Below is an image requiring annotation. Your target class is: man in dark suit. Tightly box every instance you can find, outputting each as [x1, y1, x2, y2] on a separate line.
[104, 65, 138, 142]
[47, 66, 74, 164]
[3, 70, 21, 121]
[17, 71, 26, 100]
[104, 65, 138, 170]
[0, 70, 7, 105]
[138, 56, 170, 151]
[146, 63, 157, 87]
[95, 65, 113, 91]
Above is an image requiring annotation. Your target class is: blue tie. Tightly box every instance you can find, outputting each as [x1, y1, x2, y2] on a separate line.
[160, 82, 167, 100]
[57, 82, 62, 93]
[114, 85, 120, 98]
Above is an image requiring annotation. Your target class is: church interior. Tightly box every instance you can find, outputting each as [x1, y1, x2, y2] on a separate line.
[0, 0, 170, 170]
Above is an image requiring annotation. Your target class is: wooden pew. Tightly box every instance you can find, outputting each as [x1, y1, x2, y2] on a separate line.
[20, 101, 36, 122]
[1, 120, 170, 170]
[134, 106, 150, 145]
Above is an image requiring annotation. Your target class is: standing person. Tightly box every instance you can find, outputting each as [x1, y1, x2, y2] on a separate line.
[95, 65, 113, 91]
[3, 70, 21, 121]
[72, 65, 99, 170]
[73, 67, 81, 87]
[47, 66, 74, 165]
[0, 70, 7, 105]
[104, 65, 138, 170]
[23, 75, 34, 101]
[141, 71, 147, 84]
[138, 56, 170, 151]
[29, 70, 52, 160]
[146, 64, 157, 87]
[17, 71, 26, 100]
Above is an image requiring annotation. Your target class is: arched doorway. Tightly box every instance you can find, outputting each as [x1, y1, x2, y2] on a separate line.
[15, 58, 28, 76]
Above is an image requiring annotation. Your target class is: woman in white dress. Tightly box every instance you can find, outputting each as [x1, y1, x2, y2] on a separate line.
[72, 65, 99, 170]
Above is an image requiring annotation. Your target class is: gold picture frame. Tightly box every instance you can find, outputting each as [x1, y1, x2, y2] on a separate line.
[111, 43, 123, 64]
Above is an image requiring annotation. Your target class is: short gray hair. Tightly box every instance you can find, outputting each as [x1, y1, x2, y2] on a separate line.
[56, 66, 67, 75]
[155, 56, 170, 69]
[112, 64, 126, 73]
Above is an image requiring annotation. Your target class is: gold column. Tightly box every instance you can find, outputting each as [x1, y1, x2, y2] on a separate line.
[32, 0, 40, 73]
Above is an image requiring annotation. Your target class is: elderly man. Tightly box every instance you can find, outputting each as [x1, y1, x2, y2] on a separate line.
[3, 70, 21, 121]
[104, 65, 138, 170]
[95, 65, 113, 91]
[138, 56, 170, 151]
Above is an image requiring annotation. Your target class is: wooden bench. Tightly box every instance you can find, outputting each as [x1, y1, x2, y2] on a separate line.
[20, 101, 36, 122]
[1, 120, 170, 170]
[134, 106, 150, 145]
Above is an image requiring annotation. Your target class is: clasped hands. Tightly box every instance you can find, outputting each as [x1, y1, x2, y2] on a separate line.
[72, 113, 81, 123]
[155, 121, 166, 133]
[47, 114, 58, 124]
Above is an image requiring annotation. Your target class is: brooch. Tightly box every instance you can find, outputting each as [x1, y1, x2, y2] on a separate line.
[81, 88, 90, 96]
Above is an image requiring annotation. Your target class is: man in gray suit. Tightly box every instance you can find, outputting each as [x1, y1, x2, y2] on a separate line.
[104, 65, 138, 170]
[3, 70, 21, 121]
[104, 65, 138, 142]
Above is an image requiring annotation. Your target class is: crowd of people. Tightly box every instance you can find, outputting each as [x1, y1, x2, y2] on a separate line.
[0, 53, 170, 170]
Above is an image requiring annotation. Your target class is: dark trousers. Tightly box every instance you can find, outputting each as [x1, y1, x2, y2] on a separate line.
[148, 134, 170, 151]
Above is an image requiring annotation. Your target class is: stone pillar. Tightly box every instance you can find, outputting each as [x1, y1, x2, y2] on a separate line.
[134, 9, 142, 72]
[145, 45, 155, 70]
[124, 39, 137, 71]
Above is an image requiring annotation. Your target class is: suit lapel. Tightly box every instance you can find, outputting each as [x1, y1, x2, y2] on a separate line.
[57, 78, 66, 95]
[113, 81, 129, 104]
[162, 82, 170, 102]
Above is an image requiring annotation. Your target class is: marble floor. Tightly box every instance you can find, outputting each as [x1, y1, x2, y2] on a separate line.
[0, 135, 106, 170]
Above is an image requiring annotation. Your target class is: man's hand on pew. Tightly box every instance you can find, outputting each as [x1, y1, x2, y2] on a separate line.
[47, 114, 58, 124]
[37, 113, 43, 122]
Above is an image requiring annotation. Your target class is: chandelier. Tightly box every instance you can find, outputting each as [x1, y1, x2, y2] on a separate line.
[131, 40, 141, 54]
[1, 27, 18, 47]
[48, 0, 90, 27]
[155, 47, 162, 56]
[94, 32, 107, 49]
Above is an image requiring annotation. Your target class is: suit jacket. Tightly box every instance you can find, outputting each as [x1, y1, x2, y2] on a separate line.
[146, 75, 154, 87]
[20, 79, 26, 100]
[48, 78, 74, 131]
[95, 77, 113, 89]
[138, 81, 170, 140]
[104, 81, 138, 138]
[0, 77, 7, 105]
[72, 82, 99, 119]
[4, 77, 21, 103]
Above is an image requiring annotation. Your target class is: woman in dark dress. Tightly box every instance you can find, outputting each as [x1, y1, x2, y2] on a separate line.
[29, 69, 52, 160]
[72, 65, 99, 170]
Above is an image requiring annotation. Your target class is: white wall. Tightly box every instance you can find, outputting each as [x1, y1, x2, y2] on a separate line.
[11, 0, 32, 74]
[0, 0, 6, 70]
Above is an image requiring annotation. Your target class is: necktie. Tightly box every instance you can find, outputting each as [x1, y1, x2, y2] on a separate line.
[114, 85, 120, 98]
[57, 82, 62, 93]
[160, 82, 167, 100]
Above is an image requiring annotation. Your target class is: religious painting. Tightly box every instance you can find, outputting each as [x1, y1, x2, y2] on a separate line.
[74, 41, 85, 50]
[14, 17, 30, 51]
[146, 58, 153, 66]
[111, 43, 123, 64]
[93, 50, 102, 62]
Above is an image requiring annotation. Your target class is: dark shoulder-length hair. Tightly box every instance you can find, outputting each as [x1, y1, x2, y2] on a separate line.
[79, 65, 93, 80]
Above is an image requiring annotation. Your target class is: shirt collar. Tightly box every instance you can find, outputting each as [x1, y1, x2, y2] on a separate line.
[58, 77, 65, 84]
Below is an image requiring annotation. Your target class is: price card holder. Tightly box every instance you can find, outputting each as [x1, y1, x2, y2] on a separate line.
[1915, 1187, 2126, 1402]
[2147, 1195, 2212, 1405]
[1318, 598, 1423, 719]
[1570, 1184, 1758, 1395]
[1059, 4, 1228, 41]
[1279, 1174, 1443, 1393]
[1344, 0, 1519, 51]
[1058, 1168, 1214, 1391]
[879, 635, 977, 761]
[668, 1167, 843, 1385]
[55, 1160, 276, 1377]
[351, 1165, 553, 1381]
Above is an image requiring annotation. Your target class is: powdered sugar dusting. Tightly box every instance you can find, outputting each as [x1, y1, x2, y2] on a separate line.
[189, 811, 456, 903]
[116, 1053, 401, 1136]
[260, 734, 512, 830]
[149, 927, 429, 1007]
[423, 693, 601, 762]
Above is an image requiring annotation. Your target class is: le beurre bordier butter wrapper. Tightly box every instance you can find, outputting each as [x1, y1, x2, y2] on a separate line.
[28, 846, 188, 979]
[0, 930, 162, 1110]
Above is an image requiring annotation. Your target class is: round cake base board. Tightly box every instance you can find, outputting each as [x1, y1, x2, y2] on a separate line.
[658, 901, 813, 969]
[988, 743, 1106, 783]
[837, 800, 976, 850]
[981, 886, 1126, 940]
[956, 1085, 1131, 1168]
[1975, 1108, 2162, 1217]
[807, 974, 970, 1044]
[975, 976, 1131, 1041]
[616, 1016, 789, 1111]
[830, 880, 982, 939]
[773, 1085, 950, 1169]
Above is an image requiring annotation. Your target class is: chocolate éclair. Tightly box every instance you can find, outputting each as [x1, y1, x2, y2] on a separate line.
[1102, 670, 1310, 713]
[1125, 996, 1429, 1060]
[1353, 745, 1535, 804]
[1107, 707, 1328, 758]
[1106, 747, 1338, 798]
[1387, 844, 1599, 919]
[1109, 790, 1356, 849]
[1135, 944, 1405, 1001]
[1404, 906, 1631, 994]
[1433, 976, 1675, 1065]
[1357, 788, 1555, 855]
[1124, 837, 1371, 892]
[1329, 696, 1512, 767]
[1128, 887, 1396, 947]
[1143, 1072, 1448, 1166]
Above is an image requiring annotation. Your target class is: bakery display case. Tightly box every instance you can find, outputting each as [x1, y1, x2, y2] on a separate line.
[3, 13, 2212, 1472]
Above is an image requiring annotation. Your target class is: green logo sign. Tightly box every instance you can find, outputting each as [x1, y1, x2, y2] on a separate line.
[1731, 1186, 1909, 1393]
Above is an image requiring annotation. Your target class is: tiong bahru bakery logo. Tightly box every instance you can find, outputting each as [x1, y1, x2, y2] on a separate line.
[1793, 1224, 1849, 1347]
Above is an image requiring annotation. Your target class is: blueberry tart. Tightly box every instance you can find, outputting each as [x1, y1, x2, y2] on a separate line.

○ ○ ○ ○ ○ ○ ○

WHAT IS BEING ASKED:
Copy exactly the lines from the one with "class is: tiong" down to the last line of the records above, and leave out everything else.

YOUR SOLUTION:
Above is an image requiring annotation. Your target class is: tiong bahru bakery logo. Tightly box every instance you can find, outputting each as [x1, y1, x2, y2] on a separate line.
[1793, 1224, 1849, 1347]
Above is an image requiring annotation. Your target class is: blueberry tart. Tightly box every instance you can find, outputting each as [x1, y1, x2, y2] on a separate line.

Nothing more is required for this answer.